◆ WHAT THE TASK ASKS ◆
Resume the thread on getting pandas to read date columns as dates, picking up right after the last statement shown.

** Begin TEXT PROVIDED **

Today I was positively surprised by the fact that while reading data from a data file (for example) pandas is able to recognize types of values:
df = pandas.read_csv('test.dat', delimiter=r"\s+", names=['col1','col2','col3'])
For example it can be checked in this way:
for i, r in df.iterrows():
print type(r['col1']), type(r['col2']), type(r['col3'])
In particular integer, floats and strings were recognized correctly. However, I have a column that has dates in the following format: 2013-6-4
. These dates were recognized as strings (not as python date-objects). Is there a way to "learn" pandas to recognized dates?
When merging two columns into a single datetime column, the accepted answer generates an error (pandas version 0.20.3), since the columns are sent to the date_parser function separately.
The following works:
def dateparse(d,t):
dt = d + " " + t
return pd.datetime.strptime(dt, '%d/%m/%Y %H:%M:%S')
df = pd.read_csv(infile, parse_dates={'datetime': ['date', 'time']}, date_parser=dateparse)
You could use pandas.to_datetime()
as recommended in the documentation for pandas.read_csv()
:
If a column or index contains an unparseable date, the entire column or index will be returned unaltered as an object data type. For non-standard datetime parsing, use
pd.to_datetime
afterpd.read_csv
.
Demo:
>>> D = {'date': '2013-6-4'}
>>> df = pd.DataFrame(D, index=[0])
>>> df
date
0 2013-6-4
>>> df.dtypes
date object
dtype: object
>>> df['date'] = pd.to_datetime(df.date, format='%Y-%m-%d')

** End TEXT PROVIDED **
** Begin MATERIAL SUPPLIED **

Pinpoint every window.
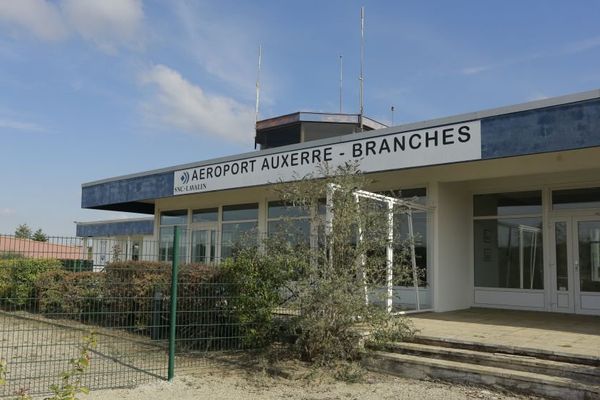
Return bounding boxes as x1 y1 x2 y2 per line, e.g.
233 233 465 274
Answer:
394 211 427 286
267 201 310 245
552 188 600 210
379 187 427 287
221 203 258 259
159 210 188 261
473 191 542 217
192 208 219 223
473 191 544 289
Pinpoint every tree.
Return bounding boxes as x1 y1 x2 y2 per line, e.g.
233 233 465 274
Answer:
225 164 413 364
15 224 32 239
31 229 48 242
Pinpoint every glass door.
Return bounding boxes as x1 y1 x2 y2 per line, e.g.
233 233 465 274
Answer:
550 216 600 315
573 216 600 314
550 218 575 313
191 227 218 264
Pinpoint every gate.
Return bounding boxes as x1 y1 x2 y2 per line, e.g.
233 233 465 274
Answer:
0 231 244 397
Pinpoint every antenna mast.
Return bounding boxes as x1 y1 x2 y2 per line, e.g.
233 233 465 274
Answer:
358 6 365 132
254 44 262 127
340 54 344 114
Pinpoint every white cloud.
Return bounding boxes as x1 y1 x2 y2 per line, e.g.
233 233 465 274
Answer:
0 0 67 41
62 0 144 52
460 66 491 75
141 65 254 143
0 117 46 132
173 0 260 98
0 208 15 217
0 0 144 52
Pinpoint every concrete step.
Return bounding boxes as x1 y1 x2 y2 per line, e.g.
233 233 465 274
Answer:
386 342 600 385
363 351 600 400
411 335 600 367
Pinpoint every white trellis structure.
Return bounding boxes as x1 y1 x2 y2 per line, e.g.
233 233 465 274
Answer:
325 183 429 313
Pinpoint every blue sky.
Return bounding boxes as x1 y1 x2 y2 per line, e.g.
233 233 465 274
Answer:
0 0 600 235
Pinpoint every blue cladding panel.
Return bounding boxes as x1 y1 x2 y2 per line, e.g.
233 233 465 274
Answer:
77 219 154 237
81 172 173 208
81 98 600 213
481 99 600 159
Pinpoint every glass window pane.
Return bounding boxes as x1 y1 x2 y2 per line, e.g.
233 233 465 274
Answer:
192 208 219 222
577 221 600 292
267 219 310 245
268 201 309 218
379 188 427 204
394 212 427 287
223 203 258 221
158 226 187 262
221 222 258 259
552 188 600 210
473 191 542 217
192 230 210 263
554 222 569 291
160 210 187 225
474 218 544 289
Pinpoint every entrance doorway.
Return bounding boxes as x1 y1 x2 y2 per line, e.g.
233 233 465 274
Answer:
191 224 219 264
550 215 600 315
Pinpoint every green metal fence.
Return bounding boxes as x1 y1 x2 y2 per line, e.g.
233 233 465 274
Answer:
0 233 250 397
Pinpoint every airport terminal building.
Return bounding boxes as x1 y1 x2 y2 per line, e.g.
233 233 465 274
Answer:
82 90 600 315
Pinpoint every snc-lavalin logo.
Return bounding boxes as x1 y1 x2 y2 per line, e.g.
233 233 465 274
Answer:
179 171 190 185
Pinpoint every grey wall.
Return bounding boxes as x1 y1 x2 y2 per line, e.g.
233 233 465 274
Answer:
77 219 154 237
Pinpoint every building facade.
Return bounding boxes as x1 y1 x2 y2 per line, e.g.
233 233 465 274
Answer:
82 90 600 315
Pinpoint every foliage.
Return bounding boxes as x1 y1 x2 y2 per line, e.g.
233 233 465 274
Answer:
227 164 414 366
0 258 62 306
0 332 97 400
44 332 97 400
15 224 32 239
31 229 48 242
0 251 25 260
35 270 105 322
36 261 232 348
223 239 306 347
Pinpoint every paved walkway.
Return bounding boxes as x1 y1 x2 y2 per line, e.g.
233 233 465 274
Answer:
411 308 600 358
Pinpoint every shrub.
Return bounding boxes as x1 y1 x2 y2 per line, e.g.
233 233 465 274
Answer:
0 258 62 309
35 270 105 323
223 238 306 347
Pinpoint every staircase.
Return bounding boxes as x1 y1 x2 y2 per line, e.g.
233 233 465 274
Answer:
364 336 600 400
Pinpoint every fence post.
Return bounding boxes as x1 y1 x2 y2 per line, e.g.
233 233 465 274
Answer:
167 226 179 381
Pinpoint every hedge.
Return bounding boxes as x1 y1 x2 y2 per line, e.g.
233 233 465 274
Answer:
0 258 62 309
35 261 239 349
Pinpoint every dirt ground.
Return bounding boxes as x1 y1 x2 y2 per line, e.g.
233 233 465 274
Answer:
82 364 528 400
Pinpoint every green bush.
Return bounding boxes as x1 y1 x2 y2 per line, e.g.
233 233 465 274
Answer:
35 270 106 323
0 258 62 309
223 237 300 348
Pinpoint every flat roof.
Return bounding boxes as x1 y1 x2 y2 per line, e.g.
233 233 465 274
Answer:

** End MATERIAL SUPPLIED **
** Begin MATERIAL SUPPLIED **

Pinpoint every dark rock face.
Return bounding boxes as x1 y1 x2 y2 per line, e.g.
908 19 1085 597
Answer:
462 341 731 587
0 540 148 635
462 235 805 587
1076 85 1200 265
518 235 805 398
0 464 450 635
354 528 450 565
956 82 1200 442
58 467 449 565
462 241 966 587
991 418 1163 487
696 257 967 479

** End MATERIAL SUPPLIED **

◆ WRITTEN RESPONSE ◆
>>> df
date
0 2013-06-04
>>> df.dtypes
date datetime64[ns]
dtype: object
In addition to what the other replies said, if you have to parse very large files with hundreds of thousands of timestamps, date_parser
can prove to be a huge performance bottleneck, as it's a Python function called once per row. You can get a sizeable performance improvements by instead keeping the dates as text while parsing the CSV file and then converting the entire column into dates in one go:
# For a data column
df = pd.read_csv(infile, parse_dates={'mydatetime': ['date', 'time']})
df['mydatetime'] = pd.to_datetime(df['mydatetime'], exact=True, cache=True, format='%Y-%m-%d %H:%M:%S')
# For a DateTimeIndex
df = pd.read_csv(infile, parse_dates={'mydatetime': ['date', 'time']}, index_col='mydatetime')
df.index = pd.to_datetime(df.index, exact=True, cache=True, format='%Y-%m-%d %H:%M:%S')
# For a MultiIndex
df = pd.read_csv(infile, parse_dates={'mydatetime': ['date', 'time']}, index_col=['mydatetime', 'num'])
idx_mydatetime = df.index.get_level_values(0)
idx_num = df.index.get_level_values(1)
idx_mydatetime = pd.to_datetime(idx_mydatetime, exact=True, cache=True, format='%Y-%m-%d %H:%M:%S')
df.index = pd.MultiIndex.from_arrays([idx_mydatetime, idx_num])
For my use case on a file with 200k rows (one timestamp per row), that cut down processing time from about a minute to less than a second.
Yes - according to the pandas.read_csv
documentation:
Note: A fast-path exists for iso8601-formatted dates.
So if your csv has a column named datetime
and the dates looks like 2013-01-01T01:01
for example, running this will make pandas (I'm on v0.19.2) pick up the date and time automatically:
df = pd.read_csv('test.csv', parse_dates=['datetime'])
Note that you need to explicitly pass parse_dates
, it doesn't work without.
Verify with:
df.dtypes
You should see the datatype of the column is datetime64[ns]
Perhaps the pandas interface has changed since @Rutger answered, but in the version I'm using (0.15.2), the date_parser
function receives a list of dates instead of a single value. In this case, his code should be updated like so:
dateparse = lambda dates: [pd.datetime.strptime(d, '%Y-%m-%d %H:%M:%S') for d in dates]
df = pd.read_csv(infile, parse_dates=['datetime'], date_parser=dateparse)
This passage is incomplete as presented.